*To do*.
Take the line that contains "One point for each instance of the heart-shaped" and each line after it in the material below, and transcribe them exactly, stopping at the end.

— START —

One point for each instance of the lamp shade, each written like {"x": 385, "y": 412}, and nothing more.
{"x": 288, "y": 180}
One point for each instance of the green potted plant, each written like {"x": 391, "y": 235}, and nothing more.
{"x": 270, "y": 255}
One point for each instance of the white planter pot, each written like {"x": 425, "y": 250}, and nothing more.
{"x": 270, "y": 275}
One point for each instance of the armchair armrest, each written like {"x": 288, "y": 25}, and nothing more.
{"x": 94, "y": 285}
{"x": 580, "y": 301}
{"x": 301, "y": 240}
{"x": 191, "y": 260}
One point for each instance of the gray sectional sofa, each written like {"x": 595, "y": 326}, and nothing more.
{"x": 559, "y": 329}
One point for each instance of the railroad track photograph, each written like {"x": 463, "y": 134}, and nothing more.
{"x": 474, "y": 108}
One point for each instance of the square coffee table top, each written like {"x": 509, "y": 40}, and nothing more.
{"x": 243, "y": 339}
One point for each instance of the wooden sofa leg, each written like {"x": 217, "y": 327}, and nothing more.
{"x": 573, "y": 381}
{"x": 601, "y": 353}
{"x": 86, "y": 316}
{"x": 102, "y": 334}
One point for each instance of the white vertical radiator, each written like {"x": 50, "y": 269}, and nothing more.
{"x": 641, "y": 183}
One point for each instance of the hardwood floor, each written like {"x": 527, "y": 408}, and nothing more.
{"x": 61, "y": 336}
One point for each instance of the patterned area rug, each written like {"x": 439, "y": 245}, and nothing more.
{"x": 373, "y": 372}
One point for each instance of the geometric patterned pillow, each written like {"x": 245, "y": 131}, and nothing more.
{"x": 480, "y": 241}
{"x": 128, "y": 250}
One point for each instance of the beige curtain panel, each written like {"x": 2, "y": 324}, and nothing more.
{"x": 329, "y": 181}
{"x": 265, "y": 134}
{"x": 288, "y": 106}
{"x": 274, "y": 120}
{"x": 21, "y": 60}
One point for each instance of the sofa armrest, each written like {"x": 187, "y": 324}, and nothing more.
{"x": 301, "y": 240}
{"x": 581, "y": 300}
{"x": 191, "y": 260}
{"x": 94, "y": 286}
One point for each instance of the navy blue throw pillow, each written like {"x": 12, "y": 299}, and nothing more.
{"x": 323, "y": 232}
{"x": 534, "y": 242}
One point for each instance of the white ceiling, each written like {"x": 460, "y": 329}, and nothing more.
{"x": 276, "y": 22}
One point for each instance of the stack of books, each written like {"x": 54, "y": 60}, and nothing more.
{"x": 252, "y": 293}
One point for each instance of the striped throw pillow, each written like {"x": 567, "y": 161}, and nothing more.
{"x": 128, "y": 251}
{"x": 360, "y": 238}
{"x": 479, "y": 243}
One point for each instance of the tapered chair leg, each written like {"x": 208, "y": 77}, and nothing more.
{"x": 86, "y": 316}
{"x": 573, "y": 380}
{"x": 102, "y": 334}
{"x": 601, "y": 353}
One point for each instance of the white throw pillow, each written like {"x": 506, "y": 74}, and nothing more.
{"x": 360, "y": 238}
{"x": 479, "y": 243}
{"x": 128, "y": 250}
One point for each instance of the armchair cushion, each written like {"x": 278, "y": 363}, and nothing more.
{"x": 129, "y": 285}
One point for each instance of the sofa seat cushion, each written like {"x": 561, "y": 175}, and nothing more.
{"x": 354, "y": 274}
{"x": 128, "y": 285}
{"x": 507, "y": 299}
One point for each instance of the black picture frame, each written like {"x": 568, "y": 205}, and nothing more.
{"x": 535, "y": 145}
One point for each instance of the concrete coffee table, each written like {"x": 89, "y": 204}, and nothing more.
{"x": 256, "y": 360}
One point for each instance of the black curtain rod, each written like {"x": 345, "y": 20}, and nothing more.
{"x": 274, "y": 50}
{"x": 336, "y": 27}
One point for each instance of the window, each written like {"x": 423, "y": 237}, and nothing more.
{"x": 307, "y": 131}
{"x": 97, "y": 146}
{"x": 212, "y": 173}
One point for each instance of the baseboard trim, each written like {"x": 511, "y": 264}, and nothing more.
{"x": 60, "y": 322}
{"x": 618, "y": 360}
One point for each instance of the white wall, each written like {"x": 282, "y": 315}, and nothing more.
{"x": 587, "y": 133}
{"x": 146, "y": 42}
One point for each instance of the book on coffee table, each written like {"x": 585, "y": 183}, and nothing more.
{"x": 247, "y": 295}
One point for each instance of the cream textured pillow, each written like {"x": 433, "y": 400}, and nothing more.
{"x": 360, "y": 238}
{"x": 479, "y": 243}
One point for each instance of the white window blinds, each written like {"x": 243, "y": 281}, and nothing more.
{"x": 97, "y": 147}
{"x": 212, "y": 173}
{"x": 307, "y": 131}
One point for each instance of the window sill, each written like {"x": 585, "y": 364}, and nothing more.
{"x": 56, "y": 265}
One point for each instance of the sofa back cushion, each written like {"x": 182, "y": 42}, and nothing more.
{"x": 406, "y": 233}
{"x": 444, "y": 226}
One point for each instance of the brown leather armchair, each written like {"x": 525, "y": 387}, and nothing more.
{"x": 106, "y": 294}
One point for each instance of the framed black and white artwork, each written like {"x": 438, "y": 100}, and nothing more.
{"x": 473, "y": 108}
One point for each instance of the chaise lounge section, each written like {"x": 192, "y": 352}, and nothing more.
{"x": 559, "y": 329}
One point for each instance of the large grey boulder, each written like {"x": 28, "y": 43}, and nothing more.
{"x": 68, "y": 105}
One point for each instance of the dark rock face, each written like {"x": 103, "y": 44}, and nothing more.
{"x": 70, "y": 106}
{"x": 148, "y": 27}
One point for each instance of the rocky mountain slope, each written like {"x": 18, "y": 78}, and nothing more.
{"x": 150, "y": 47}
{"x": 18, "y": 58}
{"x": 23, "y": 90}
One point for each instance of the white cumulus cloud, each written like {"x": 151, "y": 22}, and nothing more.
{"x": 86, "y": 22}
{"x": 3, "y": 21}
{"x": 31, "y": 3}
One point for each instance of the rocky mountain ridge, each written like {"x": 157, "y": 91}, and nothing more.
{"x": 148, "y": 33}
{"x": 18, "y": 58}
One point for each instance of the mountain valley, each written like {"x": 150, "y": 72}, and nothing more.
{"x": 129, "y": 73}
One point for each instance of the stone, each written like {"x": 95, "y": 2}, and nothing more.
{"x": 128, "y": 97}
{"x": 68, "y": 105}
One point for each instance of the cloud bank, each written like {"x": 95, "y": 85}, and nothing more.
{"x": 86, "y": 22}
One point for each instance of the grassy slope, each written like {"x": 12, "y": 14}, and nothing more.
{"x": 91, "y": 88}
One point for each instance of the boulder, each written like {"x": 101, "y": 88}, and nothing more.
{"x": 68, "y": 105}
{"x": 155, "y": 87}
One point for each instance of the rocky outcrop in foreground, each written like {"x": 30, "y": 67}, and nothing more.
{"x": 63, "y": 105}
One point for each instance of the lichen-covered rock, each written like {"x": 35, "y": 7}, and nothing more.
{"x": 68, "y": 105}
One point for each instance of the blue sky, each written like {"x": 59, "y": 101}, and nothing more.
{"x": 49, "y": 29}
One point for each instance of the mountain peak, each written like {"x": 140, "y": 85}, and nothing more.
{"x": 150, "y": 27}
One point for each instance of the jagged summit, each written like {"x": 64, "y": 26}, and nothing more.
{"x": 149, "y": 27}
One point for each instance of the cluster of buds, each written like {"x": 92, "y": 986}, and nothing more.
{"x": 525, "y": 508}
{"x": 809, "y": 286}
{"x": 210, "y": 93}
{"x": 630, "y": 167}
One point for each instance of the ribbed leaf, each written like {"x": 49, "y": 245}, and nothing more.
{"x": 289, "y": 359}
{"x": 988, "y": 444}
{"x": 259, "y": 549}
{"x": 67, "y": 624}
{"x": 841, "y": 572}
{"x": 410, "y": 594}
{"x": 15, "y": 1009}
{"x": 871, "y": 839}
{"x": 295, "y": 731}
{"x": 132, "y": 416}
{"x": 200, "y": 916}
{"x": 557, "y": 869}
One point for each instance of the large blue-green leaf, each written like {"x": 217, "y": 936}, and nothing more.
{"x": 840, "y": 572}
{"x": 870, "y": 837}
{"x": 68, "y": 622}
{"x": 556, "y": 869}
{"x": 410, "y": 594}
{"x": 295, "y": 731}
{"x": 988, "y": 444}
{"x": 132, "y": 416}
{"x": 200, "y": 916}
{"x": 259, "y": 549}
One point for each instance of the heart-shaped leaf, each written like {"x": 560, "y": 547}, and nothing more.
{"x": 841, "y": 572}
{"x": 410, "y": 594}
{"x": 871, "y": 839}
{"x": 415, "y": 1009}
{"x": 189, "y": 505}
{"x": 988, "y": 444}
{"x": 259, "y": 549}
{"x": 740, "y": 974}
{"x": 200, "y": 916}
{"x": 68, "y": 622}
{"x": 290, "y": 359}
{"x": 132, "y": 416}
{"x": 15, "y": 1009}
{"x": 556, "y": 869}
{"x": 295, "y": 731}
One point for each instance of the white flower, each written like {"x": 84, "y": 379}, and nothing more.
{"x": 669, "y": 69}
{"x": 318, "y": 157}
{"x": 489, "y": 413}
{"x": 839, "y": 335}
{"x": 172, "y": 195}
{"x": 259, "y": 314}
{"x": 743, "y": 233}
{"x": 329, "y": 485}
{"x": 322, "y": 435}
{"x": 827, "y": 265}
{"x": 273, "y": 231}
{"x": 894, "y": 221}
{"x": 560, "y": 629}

— END —

*Exercise solution*.
One point for each instance of the heart-shaped leaf, each written like {"x": 560, "y": 547}, and nothing more.
{"x": 841, "y": 572}
{"x": 410, "y": 594}
{"x": 871, "y": 839}
{"x": 415, "y": 1009}
{"x": 189, "y": 505}
{"x": 988, "y": 444}
{"x": 259, "y": 549}
{"x": 740, "y": 974}
{"x": 200, "y": 916}
{"x": 68, "y": 622}
{"x": 290, "y": 359}
{"x": 132, "y": 416}
{"x": 15, "y": 1009}
{"x": 556, "y": 869}
{"x": 295, "y": 731}
One point for each instance of the white flower, each written like {"x": 84, "y": 379}, and nothing more.
{"x": 669, "y": 69}
{"x": 318, "y": 157}
{"x": 489, "y": 413}
{"x": 839, "y": 335}
{"x": 172, "y": 195}
{"x": 259, "y": 314}
{"x": 743, "y": 233}
{"x": 329, "y": 485}
{"x": 322, "y": 435}
{"x": 827, "y": 265}
{"x": 273, "y": 231}
{"x": 894, "y": 221}
{"x": 560, "y": 629}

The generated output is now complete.